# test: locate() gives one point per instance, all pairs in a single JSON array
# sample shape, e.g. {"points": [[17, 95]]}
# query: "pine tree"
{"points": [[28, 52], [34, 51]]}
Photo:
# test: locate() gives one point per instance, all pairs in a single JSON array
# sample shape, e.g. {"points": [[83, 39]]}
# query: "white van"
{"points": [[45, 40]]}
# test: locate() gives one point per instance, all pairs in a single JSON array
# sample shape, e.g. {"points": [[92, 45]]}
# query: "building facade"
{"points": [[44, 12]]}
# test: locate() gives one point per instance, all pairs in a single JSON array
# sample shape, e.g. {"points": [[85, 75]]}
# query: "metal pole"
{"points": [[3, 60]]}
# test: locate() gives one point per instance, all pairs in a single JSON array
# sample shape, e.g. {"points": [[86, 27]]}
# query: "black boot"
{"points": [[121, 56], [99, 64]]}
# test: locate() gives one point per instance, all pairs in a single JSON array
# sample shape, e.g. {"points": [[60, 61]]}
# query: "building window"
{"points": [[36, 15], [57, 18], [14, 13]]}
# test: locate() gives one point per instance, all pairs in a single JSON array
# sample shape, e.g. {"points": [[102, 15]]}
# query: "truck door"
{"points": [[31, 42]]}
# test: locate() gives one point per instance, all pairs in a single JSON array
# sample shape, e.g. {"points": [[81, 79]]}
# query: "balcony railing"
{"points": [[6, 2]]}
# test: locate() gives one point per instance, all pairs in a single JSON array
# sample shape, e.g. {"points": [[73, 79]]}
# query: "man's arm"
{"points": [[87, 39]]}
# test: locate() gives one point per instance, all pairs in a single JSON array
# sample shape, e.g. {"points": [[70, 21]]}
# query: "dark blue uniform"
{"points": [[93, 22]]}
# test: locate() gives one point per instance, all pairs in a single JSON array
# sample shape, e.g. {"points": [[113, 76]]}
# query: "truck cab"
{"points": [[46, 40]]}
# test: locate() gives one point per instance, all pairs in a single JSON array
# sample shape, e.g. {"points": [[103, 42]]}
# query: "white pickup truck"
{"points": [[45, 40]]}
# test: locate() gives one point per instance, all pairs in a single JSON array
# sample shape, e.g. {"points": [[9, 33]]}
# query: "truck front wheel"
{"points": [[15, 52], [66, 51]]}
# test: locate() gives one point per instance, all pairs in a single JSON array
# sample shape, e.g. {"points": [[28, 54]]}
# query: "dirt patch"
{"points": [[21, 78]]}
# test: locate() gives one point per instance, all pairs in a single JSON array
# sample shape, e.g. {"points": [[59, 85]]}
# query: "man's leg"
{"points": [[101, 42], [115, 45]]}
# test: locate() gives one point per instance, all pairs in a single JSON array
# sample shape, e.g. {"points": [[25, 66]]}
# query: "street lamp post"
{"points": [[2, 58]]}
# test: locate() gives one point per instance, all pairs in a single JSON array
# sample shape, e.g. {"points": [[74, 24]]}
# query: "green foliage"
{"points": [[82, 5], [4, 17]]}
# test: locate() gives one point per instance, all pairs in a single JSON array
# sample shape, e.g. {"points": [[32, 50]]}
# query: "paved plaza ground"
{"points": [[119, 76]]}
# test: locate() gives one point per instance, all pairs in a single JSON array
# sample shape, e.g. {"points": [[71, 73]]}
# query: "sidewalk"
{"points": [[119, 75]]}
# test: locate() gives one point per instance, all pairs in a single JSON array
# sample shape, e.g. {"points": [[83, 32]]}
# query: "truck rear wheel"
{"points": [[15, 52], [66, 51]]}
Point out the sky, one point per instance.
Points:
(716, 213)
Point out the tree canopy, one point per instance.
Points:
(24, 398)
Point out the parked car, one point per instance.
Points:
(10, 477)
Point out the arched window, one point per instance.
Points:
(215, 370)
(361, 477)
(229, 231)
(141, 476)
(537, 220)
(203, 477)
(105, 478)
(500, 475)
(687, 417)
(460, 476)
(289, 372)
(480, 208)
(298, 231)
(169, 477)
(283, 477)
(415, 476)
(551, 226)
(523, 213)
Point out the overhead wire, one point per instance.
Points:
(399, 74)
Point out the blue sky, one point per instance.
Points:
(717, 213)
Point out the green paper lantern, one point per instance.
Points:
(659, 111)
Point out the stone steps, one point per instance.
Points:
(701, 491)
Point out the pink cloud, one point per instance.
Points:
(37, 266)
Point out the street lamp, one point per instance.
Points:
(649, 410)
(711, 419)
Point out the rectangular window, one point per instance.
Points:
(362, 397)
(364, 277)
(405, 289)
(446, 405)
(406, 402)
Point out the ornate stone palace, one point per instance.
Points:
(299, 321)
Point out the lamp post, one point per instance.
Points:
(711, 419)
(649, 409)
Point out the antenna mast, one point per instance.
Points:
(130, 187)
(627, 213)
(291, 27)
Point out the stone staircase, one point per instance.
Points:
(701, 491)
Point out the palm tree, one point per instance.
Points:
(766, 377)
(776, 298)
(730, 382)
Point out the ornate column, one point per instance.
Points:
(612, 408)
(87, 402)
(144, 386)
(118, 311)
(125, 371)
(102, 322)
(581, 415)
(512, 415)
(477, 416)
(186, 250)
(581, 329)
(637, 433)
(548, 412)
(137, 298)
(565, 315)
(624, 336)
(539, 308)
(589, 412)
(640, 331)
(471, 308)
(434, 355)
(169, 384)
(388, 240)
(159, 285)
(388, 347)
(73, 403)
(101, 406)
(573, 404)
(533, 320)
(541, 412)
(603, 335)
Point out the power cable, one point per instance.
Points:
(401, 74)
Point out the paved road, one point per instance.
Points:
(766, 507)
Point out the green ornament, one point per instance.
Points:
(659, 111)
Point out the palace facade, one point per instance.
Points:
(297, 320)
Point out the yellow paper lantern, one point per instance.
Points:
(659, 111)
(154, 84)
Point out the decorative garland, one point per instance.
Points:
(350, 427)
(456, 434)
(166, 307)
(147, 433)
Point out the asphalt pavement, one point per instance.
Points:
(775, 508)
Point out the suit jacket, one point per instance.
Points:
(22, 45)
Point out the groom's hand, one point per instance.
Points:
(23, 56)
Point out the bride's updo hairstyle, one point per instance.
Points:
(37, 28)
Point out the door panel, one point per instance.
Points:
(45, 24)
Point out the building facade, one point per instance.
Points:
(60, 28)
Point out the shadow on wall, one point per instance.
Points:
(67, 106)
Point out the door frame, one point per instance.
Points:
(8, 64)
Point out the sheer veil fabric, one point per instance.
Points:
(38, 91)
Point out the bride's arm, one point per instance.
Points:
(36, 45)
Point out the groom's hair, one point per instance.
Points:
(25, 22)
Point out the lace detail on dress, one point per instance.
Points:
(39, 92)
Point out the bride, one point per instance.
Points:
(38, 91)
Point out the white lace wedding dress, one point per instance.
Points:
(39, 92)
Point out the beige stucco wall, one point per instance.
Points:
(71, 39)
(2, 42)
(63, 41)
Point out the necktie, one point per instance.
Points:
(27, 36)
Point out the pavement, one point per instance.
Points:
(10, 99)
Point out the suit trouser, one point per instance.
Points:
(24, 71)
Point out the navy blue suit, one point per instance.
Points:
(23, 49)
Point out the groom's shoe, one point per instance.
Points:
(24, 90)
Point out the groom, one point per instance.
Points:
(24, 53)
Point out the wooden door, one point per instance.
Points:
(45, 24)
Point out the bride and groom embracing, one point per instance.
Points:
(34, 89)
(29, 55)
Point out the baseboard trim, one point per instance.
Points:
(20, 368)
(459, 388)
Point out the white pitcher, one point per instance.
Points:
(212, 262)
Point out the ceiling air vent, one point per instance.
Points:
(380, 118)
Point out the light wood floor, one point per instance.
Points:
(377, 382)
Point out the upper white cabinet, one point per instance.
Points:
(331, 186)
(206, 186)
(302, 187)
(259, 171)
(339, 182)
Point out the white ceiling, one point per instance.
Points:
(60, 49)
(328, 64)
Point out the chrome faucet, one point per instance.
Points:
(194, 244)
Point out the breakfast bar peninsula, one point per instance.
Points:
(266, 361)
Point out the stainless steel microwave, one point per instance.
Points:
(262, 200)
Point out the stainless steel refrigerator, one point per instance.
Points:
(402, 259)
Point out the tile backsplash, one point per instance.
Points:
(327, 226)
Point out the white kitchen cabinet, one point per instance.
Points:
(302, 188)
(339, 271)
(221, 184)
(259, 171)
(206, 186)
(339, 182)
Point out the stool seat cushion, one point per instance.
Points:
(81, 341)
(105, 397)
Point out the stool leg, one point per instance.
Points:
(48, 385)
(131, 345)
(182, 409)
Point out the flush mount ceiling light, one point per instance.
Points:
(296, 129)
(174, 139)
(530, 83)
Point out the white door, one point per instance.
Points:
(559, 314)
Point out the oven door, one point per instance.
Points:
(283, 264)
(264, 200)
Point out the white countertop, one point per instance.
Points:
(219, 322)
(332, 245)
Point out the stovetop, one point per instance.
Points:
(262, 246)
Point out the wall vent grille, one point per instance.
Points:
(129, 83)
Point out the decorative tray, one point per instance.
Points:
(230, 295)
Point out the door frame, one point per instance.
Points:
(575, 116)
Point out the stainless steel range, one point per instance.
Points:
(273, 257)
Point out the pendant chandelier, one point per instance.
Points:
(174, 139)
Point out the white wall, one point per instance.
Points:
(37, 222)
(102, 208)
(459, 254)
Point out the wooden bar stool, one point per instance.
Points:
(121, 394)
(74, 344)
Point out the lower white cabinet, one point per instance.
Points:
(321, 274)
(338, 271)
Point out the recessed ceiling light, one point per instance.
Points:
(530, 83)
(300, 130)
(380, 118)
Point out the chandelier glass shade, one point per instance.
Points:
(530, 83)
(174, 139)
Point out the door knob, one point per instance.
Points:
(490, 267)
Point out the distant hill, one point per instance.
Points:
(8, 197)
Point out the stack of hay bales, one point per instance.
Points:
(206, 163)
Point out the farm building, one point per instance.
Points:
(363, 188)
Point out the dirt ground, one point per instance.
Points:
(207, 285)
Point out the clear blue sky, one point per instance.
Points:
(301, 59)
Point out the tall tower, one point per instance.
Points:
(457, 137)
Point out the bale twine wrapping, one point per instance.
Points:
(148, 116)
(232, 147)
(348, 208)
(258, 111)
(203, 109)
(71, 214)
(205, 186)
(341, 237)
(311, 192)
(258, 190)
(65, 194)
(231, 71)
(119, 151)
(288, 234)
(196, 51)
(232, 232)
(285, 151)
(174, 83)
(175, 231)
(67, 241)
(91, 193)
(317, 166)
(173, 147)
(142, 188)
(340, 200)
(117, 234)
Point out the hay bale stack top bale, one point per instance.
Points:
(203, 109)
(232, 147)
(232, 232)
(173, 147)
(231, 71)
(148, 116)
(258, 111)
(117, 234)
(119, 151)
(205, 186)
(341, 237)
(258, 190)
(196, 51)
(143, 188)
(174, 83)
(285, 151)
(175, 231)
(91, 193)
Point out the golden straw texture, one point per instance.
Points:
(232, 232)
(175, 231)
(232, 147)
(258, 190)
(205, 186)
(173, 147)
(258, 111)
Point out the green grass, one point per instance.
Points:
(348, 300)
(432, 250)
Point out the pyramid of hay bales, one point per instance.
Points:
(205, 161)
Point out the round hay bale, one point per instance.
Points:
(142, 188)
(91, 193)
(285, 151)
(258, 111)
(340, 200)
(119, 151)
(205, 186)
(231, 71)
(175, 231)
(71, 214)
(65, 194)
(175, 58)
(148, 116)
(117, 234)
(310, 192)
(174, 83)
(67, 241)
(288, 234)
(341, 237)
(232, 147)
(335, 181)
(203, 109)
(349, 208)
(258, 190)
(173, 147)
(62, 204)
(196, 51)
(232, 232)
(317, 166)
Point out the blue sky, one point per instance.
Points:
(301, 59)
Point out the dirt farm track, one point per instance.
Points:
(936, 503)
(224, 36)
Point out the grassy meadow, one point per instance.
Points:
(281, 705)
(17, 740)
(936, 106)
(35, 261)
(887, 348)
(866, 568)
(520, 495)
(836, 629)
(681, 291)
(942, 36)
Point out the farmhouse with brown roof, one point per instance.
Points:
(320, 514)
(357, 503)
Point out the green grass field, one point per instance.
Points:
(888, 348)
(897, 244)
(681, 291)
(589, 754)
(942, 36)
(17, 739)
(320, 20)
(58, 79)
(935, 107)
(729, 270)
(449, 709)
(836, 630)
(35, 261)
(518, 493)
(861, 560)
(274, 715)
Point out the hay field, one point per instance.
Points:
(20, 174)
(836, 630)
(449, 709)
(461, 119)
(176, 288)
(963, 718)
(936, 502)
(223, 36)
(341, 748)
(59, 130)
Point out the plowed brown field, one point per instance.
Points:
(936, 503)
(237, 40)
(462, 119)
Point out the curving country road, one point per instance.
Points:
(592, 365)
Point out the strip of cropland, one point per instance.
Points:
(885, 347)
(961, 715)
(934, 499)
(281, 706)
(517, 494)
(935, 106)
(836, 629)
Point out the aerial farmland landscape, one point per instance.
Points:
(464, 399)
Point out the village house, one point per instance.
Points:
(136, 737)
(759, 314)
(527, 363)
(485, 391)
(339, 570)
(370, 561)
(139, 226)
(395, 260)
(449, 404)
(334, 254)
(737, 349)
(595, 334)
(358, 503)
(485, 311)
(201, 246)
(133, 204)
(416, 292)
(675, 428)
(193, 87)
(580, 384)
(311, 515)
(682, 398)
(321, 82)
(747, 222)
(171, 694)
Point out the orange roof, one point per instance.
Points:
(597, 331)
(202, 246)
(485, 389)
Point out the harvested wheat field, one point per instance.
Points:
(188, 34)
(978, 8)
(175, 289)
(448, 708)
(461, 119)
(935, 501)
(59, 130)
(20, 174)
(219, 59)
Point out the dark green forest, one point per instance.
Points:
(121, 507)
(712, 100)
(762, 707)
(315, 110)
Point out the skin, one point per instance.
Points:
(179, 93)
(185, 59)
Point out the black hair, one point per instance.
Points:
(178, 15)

▬▬▬▬▬▬▬▬▬▬

WHAT THIS TASK INVOLVES: Take every line from the records above that has the word "chandelier" and copy it.

ANSWER:
Point out the pendant chandelier, one point per instance.
Point out the chandelier glass shade, one point per instance.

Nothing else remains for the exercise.